§ **PAGE EXTRACT**
····················
As part of a planned walk by the collective of artists and architects called the Building Initiative; I, along with several other native and adopted Mancunians participated in the event to walk an area of Manchester and was asked to bare in mind the question: How Yellow is Manchester?.
“The Building Initiative uses the concept of ‘Yellow Space’ as a metaphor for shared social space within the public domain. All around the world, yellow is used as a sign for useful things, shared objects, and public goods. Yellow can be understood as the colour of consensus, utility, and universal access. It denotes what could be called an ‘active neutrality’ – a common ground created through usefulness”
Yellow Press – October/December 2008, Issue 4
The Building Initiative’s position is “if we can say that cities can be yellow, than we would have to admit that in many ways cities everywhere are getting less yellow.”
To paraphrase one participant today; “Manchester is a muddy yellow”.
Part of the walk took us through a new residential development in Manchester called ‘the greenquarter’. The greenquarter site occupies Brownfield land to the north of the city centre and lies next to the River Irk and a redundant railway. The development is made up of a collection of 15 to 20 storey residential blocks that uncomfortably rub shoulders with one another. Not only is it not green in any sense of the word, it is certainly not yellow either. Put simply the greenquarter is a monument to Capitalism and worse, a future slum in the making. The scheme is a perfectly built specimen of the ‘Boom and Bust’ circumstances that accompany the ‘Credit-Crunch’ times we live in.
····················
§ **WRITTEN TASK 1**
Print the full piece about the Manchester walk, word for word.

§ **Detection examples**
····················
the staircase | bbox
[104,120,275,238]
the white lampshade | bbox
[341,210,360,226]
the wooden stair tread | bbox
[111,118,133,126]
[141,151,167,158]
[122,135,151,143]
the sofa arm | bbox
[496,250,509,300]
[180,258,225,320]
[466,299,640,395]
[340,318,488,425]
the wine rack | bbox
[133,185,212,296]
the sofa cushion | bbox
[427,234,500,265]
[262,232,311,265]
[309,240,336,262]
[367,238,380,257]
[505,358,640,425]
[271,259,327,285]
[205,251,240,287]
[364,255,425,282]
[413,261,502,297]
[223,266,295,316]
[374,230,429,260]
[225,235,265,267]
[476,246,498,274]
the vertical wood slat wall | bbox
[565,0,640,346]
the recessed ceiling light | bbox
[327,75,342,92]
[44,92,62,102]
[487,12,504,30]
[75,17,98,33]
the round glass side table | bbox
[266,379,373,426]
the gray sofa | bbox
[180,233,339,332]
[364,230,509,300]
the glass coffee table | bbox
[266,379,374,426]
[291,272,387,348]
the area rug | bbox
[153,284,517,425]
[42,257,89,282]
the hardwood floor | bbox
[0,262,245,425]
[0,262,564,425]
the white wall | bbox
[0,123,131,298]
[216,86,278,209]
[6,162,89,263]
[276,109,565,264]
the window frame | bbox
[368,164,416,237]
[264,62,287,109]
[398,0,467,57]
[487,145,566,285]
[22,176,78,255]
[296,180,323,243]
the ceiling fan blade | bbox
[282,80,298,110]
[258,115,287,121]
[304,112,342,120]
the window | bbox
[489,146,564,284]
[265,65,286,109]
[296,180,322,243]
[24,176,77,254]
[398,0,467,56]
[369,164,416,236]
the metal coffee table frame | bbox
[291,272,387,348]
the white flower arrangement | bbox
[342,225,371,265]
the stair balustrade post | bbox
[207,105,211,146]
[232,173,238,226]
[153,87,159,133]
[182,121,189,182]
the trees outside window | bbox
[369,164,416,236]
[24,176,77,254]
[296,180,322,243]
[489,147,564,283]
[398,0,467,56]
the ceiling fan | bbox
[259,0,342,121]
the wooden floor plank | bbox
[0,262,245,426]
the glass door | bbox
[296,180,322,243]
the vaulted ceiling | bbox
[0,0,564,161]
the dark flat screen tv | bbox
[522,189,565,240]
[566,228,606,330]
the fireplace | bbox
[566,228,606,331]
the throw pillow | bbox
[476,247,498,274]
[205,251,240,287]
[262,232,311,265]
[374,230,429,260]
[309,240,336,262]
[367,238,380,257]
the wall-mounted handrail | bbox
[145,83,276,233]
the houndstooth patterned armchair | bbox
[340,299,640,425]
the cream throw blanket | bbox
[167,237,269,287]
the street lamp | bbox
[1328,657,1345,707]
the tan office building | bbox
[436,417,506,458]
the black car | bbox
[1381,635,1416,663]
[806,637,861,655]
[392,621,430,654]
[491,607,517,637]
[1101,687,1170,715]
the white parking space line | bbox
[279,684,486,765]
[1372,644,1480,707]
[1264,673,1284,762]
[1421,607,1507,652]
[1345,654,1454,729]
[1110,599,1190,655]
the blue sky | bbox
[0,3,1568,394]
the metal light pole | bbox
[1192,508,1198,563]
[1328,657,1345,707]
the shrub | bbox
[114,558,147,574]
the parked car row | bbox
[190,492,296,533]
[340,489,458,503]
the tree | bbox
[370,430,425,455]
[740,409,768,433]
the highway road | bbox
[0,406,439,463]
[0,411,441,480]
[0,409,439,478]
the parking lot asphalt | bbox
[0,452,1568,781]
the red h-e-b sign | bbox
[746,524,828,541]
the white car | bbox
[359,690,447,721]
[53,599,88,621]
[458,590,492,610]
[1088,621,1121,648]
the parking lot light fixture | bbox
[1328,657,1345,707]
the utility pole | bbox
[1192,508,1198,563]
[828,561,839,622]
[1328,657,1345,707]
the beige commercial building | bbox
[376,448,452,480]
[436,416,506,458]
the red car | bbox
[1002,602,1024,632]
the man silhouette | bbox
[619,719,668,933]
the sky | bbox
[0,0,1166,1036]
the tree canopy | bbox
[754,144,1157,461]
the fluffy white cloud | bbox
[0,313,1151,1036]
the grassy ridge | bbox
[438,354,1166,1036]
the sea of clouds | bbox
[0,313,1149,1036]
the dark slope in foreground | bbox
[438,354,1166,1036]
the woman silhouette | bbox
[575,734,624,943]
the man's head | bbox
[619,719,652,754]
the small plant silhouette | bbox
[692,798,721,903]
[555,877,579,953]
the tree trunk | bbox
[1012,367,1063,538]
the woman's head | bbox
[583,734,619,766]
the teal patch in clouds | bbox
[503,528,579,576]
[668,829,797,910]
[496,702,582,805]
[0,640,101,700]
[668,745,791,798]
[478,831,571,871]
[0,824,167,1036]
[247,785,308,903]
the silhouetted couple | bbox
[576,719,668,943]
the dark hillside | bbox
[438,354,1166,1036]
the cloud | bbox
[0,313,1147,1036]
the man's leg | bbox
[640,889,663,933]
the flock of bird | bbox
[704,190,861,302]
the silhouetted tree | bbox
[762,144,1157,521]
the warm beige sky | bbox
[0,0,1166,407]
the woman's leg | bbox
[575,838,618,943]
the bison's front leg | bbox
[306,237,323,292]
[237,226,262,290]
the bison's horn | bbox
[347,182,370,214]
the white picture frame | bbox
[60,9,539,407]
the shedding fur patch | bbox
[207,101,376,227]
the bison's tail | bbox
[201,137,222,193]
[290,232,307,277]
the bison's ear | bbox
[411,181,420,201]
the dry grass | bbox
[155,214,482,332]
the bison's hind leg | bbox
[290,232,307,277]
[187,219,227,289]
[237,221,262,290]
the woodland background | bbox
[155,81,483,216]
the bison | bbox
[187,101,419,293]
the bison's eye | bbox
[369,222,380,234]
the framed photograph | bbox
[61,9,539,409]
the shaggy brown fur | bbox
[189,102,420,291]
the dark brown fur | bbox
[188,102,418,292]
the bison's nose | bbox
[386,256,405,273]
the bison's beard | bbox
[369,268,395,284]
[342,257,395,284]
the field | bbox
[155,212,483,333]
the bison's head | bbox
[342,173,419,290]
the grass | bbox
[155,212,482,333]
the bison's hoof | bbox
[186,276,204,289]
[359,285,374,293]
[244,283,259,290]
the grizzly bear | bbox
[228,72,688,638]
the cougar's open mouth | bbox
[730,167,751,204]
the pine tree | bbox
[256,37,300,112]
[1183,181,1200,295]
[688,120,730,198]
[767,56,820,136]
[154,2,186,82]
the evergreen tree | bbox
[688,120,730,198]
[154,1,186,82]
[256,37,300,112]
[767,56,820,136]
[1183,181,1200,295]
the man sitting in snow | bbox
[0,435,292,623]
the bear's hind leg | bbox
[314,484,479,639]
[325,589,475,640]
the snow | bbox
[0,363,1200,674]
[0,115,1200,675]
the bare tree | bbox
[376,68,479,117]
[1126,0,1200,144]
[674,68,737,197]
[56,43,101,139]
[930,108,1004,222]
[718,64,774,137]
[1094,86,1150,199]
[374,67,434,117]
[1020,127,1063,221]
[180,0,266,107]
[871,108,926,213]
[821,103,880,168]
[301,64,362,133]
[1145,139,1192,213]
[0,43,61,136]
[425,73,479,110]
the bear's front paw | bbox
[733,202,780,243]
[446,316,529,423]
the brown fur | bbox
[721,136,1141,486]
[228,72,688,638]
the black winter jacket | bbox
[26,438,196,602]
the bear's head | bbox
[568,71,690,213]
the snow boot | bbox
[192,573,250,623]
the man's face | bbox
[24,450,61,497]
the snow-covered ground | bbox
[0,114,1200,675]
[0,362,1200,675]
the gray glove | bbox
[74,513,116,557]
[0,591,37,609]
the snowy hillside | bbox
····················
§ **WRITTEN TASK 2**
Output the lines of the listing unchanged, starting at the line that contains "the teal patch in clouds | bbox" and stopping after the line that contains "[154,2,186,82]". Include both of those lines and nothing else.

§ **COMPLETE RESPONSE 1**
As part of a planned walk by the collective of artists and architects called the Building Initiative; I, along with several other native and adopted Mancunians participated in the event to walk an area of Manchester and was asked to bare in mind the question: How Yellow is Manchester?.
“The Building Initiative uses the concept of ‘Yellow Space’ as a metaphor for shared social space within the public domain. All around the world, yellow is used as a sign for useful things, shared objects, and public goods. Yellow can be understood as the colour of consensus, utility, and universal access. It denotes what could be called an ‘active neutrality’ – a common ground created through usefulness”
Yellow Press – October/December 2008, Issue 4
The Building Initiative’s position is “if we can say that cities can be yellow, than we would have to admit that in many ways cities everywhere are getting less yellow.”
To paraphrase one participant today; “Manchester is a muddy yellow”.
Part of the walk took us through a new residential development in Manchester called ‘the greenquarter’. The greenquarter site occupies Brownfield land to the north of the city centre and lies next to the River Irk and a redundant railway. The development is made up of a collection of 15 to 20 storey residential blocks that uncomfortably rub shoulders with one another. Not only is it not green in any sense of the word, it is certainly not yellow either. Put simply the greenquarter is a monument to Capitalism and worse, a future slum in the making. The scheme is a perfectly built specimen of the ‘Boom and Bust’ circumstances that accompany the ‘Credit-Crunch’ times we live in.

§ **COMPLETE RESPONSE 2**
the teal patch in clouds | bbox
[503,528,579,576]
[668,829,797,910]
[496,702,582,805]
[0,640,101,700]
[668,745,791,798]
[478,831,571,871]
[0,824,167,1036]
[247,785,308,903]
the silhouetted couple | bbox
[576,719,668,943]
the dark hillside | bbox
[438,354,1166,1036]
the cloud | bbox
[0,313,1147,1036]
the man's leg | bbox
[640,889,663,933]
the flock of bird | bbox
[704,190,861,302]
the silhouetted tree | bbox
[762,144,1157,521]
the warm beige sky | bbox
[0,0,1166,407]
the woman's leg | bbox
[575,838,618,943]
the bison's front leg | bbox
[306,237,323,292]
[237,226,262,290]
the bison's horn | bbox
[347,182,370,214]
the white picture frame | bbox
[60,9,539,407]
the shedding fur patch | bbox
[207,101,376,227]
the bison's tail | bbox
[201,137,222,193]
[290,232,307,277]
the bison's ear | bbox
[411,181,420,201]
the dry grass | bbox
[155,214,482,332]
the bison's hind leg | bbox
[290,232,307,277]
[187,219,227,289]
[237,221,262,290]
the woodland background | bbox
[155,81,483,216]
the bison | bbox
[187,101,419,293]
the bison's eye | bbox
[369,222,380,234]
the framed photograph | bbox
[61,9,539,409]
the shaggy brown fur | bbox
[189,102,420,291]
the dark brown fur | bbox
[188,102,418,292]
the bison's nose | bbox
[386,256,405,273]
the bison's beard | bbox
[369,268,395,284]
[342,257,395,284]
the field | bbox
[155,212,483,333]
the bison's head | bbox
[342,173,419,290]
the grass | bbox
[155,212,482,333]
the bison's hoof | bbox
[186,276,204,289]
[359,285,374,293]
[244,283,259,290]
the grizzly bear | bbox
[228,72,688,638]
the cougar's open mouth | bbox
[730,167,751,204]
the pine tree | bbox
[256,37,300,112]
[1183,181,1200,295]
[688,120,730,198]
[767,56,820,136]
[154,2,186,82]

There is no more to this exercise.